The task
A word-for-word copy of the entries is the only acceptable reply.

Record set
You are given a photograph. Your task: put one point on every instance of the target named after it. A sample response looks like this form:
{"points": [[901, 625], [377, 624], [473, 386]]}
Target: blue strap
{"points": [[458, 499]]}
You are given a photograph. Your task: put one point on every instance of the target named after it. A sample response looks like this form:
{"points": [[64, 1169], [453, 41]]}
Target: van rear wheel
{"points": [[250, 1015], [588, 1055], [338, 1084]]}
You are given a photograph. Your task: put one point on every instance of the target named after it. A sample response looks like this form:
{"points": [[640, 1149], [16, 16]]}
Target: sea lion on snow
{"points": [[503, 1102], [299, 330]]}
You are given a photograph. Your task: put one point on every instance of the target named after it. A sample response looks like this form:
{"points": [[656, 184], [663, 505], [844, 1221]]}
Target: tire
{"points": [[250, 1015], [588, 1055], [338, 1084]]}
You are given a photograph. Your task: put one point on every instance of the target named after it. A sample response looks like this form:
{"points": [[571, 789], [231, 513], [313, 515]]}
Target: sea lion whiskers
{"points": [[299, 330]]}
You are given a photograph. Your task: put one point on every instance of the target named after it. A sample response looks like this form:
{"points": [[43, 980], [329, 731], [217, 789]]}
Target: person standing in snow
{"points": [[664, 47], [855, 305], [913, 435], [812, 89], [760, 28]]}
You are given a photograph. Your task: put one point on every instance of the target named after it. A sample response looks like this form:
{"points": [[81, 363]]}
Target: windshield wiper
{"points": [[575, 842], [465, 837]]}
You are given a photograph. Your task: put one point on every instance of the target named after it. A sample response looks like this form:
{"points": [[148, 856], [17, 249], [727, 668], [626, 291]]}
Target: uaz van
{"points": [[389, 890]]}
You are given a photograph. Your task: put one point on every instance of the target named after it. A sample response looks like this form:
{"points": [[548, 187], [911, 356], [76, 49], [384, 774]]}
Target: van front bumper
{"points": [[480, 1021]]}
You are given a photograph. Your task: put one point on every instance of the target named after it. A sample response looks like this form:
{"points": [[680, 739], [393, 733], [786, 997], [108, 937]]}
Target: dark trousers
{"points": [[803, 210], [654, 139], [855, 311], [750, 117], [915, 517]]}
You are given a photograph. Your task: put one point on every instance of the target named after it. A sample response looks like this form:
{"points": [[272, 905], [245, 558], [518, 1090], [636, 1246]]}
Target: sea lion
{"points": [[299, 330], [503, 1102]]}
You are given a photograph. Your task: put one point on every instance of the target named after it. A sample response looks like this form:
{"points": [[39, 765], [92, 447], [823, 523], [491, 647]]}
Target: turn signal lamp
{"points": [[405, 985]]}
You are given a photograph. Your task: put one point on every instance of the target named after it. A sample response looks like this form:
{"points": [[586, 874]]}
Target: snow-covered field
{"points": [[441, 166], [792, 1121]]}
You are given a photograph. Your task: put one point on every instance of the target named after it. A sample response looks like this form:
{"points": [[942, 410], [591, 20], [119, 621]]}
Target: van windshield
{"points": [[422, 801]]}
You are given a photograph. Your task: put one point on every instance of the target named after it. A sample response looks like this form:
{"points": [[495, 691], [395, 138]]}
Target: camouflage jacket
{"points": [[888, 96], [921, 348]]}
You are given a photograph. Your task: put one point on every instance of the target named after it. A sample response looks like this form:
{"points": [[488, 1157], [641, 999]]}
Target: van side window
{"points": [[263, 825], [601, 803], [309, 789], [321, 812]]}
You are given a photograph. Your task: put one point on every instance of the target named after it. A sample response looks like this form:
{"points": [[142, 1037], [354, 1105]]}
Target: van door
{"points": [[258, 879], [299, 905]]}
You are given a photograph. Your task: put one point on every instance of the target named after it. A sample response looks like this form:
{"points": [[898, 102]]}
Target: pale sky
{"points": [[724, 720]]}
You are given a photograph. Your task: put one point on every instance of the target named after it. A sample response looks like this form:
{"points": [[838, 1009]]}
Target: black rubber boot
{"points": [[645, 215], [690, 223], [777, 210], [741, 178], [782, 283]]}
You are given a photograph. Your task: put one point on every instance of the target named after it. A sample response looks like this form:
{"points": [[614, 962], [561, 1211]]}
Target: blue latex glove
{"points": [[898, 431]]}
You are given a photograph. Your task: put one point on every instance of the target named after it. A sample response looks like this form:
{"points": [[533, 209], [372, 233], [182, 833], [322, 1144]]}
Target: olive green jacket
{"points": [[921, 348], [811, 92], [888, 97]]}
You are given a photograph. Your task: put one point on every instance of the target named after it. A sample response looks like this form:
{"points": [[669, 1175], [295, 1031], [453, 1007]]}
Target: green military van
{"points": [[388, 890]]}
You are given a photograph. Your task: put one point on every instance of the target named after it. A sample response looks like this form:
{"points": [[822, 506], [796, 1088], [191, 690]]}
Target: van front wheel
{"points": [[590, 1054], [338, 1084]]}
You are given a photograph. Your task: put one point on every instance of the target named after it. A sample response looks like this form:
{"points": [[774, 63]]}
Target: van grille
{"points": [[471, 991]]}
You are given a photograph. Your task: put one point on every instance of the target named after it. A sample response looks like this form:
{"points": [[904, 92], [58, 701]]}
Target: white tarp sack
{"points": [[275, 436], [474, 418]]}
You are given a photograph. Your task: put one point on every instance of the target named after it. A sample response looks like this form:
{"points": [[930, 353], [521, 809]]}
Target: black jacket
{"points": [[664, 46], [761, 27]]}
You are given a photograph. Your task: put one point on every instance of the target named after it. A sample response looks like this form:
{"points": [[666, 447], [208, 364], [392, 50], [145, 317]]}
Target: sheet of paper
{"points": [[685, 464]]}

Exercise response
You are given a photograph. Your task: put one point on every instance of the target named after it. A sample response looks like this form:
{"points": [[901, 625], [377, 624], [473, 386]]}
Target: blue strap
{"points": [[458, 499]]}
You are given a photograph. Your task: put one point on every instance of the target named after it. A sample response looks like this form:
{"points": [[64, 1169], [453, 41]]}
Target: van rear wheel
{"points": [[250, 1015], [588, 1055], [338, 1084]]}
You are given a photograph. Your task: put one point on every instance of the target named after it. A sample response looks like this form:
{"points": [[640, 1149], [16, 16]]}
Target: sea lion on snow
{"points": [[503, 1102], [299, 330]]}
You are given a photograph. Your task: put one point on every instance of the target named after it. A sample response looks like this form:
{"points": [[656, 184], [663, 505], [844, 1221]]}
Target: tire
{"points": [[250, 1015], [588, 1055], [338, 1084]]}
You are given a photograph. Your task: put one point on every instance of the target named after it. A sample response looks like this form:
{"points": [[571, 789], [231, 513], [313, 515]]}
Target: sea lion whiskers
{"points": [[299, 330]]}
You are given a photograph. Your task: put one point on every instance of the target named after it. A sample response looks like this form:
{"points": [[43, 980], [329, 731], [217, 789]]}
Target: person standing in snow
{"points": [[664, 47], [855, 305], [913, 435], [812, 89], [760, 28]]}
You are given a photograph. Your task: put one point on every instance of the target named after it. A sample response looks like this form:
{"points": [[81, 363]]}
Target: windshield wiper
{"points": [[575, 842], [465, 837]]}
You are given a photograph. Your task: put one point on every instance of the target named after it. A sample response looks like this form:
{"points": [[148, 856], [17, 249], [727, 668], [626, 291]]}
Target: uaz van
{"points": [[389, 890]]}
You are given a photograph. Your task: put one point on every instance of the target named after it. A sample response looks like this form:
{"points": [[548, 187], [911, 356], [76, 49], [384, 774]]}
Target: van front bumper
{"points": [[480, 1021]]}
You are given a photograph. Your task: put one point on every instance of the target named after it. A sample response looks like this form:
{"points": [[680, 739], [393, 733], [786, 997], [108, 937]]}
Target: dark trousers
{"points": [[803, 210], [654, 139], [855, 311], [750, 117], [915, 517]]}
You are given a photograph. Your task: put one point on every instance of the target named after it. A sample response looks like this form:
{"points": [[272, 905], [245, 558], [518, 1090], [636, 1246]]}
Target: sea lion
{"points": [[299, 330], [503, 1102]]}
You are given a photograph. Your task: put one point on every instance of the target named after it. A sample response looks like this form:
{"points": [[39, 765], [92, 447], [823, 523], [491, 647]]}
Target: turn signal lamp
{"points": [[405, 985]]}
You are given a photograph. Your task: put one point on every instance of the target named after it. A sample response looks like this form:
{"points": [[586, 874]]}
Target: snow-covered field
{"points": [[441, 166], [792, 1121]]}
You are given a photograph. Your task: put one point on every instance of the target named after it. A sample response looks like this form:
{"points": [[942, 410], [591, 20], [119, 621]]}
Target: van windshield
{"points": [[422, 801]]}
You are given a photograph. Your task: put one point on every instance of the target named after it. A sample response looks like this form:
{"points": [[495, 691], [395, 138]]}
Target: camouflage jacket
{"points": [[888, 96], [921, 348]]}
You are given a photograph. Your task: put one point on every instance of the target named after it. A sample response looks like this form:
{"points": [[488, 1157], [641, 999]]}
Target: van side window
{"points": [[263, 825], [601, 803], [309, 789], [321, 812]]}
You are given a photograph. Your task: put one point on every instance of the target named after it. A sample response looks like this form:
{"points": [[142, 1037], [354, 1105]]}
Target: van door
{"points": [[258, 879], [299, 905]]}
You are given a photograph. Your task: put one point on every instance of the target named after it. A sample response looks like this form:
{"points": [[898, 102]]}
Target: pale sky
{"points": [[724, 720]]}
You are given a photograph. Your task: put one point on every instance of the target named after it. A sample response looks like this form:
{"points": [[838, 1009]]}
Target: black rubber boot
{"points": [[645, 215], [690, 223], [777, 210], [741, 178], [782, 283]]}
You are given a photograph. Your task: put one point on every instance of the target named after it. A sample response looks like this form:
{"points": [[614, 962], [561, 1211]]}
Target: blue latex glove
{"points": [[898, 431]]}
You are given a photograph. Your task: put one point on every instance of the target named after it. A sample response looks like this form:
{"points": [[533, 209], [372, 233], [182, 833], [322, 1144]]}
Target: olive green jacket
{"points": [[921, 348], [811, 92], [888, 97]]}
You are given a photograph. Your task: put one point on every instance of the target named after it. A sample response looks like this form:
{"points": [[669, 1175], [295, 1031], [453, 1007]]}
Target: green military van
{"points": [[388, 890]]}
You are given a photograph. Your task: put one point on every instance of the target named after it. A sample response looks like this form:
{"points": [[822, 506], [796, 1088], [191, 690]]}
Target: van front wheel
{"points": [[590, 1054], [338, 1084]]}
You are given a photograph. Your task: put one point on every instance of the target named after it. A sample response looks like this form:
{"points": [[774, 63]]}
Target: van grille
{"points": [[471, 991]]}
You are given a photograph. Your task: put one point on every instance of the target named after it. A sample response looks like this form:
{"points": [[904, 92], [58, 701]]}
Target: white tarp sack
{"points": [[275, 436], [474, 418]]}
You are given a photograph. Your task: put one point on every instance of the target named after it. A sample response looks like this form:
{"points": [[930, 353], [521, 809]]}
Target: black jacket
{"points": [[664, 46], [761, 27]]}
You are given a photograph. Your task: put one point on every instance of the target named after it. A sample response looks like this form:
{"points": [[666, 447], [208, 364], [392, 50], [145, 317]]}
Target: sheet of paper
{"points": [[685, 464]]}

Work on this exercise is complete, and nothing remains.